# Task objective:
Edit each of the rows below so that "bounding box" becomes "rectangle" wherever it occurs, and leave all other text untouched.

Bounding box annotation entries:
──────────────────────────────

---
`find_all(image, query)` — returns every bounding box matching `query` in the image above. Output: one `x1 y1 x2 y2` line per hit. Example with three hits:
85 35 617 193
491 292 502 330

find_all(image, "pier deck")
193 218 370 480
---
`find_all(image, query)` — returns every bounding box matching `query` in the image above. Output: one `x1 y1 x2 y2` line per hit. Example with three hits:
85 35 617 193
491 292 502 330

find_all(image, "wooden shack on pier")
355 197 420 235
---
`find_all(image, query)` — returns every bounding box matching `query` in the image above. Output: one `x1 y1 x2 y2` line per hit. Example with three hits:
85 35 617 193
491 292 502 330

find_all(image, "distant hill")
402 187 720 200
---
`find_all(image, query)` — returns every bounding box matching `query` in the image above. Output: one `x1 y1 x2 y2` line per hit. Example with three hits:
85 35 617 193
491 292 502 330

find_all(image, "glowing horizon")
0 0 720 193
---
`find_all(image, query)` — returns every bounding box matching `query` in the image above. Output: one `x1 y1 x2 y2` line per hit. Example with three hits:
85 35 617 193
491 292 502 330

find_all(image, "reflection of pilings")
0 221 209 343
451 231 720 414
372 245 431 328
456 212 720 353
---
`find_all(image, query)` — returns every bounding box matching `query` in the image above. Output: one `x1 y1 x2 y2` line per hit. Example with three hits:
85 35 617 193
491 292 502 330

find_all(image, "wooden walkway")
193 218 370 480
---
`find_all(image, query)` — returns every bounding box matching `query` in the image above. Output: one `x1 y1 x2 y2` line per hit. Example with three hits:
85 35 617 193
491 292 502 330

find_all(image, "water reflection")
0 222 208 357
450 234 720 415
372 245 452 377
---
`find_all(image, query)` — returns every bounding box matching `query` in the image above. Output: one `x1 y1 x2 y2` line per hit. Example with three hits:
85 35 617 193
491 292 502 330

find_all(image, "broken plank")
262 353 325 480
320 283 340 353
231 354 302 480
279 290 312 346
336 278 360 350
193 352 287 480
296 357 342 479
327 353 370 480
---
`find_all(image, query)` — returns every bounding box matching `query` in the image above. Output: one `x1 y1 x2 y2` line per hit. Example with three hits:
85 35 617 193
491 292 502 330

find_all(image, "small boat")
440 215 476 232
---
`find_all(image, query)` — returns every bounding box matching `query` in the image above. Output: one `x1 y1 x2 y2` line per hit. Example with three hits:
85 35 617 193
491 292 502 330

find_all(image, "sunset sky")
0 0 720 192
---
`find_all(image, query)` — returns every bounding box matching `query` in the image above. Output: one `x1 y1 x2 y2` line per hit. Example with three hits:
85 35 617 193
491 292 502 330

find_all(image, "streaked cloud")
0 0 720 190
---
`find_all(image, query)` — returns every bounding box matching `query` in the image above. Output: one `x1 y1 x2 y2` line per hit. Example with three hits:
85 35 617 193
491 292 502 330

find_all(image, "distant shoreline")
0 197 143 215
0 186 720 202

──────────────────────────────

# Solution to the problem:
---
`find_all(image, query)` — returns every rectangle matching `query` in the image above. Output: one `x1 y1 x2 y2` line per hit. Example with three hits:
85 35 617 193
491 292 502 330

find_all(image, "pier deck")
193 218 370 480
---
`find_all(image, query)` — returns every rectangle matching `query` in the image above. Output: one `x1 y1 x2 y2` line per hit. Example with three hits:
85 35 617 193
491 292 502 330

find_all(image, "wooden shack on pier")
355 197 420 235
---
`find_all(image, query)` — returns every rectangle matching `query` in the image above. Output: one `x1 y1 x2 y2` line per hit. Example with three hits:
85 35 617 193
491 292 502 330

find_all(image, "distant hill")
402 187 720 200
---
`find_all(image, query)` — returns every rectangle matching `query` in the image above. Output: one `x1 y1 x2 y2` line per hit. Example with three hits:
85 35 617 193
491 292 502 330

find_all(image, "glowing horizon")
0 0 720 193
---
`find_all(image, query)` — returns every rectangle matching `query` in the image above. Output: one `x1 y1 x2 y2` line per hit. Example with three hits:
85 35 617 193
491 292 502 330

find_all(image, "reflection of pilings")
0 221 209 343
451 231 720 414
372 245 431 328
456 212 720 353
---
`find_all(image, query)` — returns every rectangle matching `query` in the image above. Output: one `x1 y1 x2 y2` line per hit. Example with three hits:
85 35 617 193
491 292 502 330

find_all(image, "wooden walkway")
193 218 370 480
---
`find_all(image, query)` — returns every rectangle matching `query` in the image above. Output: one `x1 y1 x2 y2` line per hit. Example with three hits:
85 35 617 193
491 292 502 330

find_all(image, "water reflection")
0 222 208 357
450 234 720 415
372 245 452 377
---
`find_all(image, query)` — returns every rectangle matching `query` in the image above. Output: one `x1 y1 x2 y2` line per hit. Example with three hits:
85 35 617 193
491 292 502 330

find_all(image, "broken plank")
262 353 325 480
320 283 340 353
231 354 302 480
279 290 312 346
336 278 360 350
193 352 287 480
296 357 342 479
327 353 370 480
---
`find_all(image, query)` — returns every rectangle matching `query` in the image above. Output: one `x1 y1 x2 y2` line per hit. Example with three hits:
85 35 617 193
491 292 502 330

find_all(image, "small boat")
440 215 476 232
---
`find_all(image, query)` — returns every rectangle matching `query` in the image above. Output: one `x1 y1 x2 y2` line per hit. Example with three hits:
85 35 617 193
491 292 502 330

find_all(image, "sunset sky")
0 0 720 192
---
`find_all(image, query)` — returns every rectangle matching `query` in the image above. Output: one `x1 y1 x2 y2` line per hit. Example with three hits:
85 35 617 193
491 292 502 330

find_all(image, "streaked cloud")
0 0 720 190
---
`find_all(image, query)` — returns every rectangle matching `query` in the image above. Output: one `x1 y1 x2 y2` line per hit. Example with three hits:
85 35 617 193
491 292 502 330

find_all(image, "distant shoreline")
0 197 143 215
0 186 720 202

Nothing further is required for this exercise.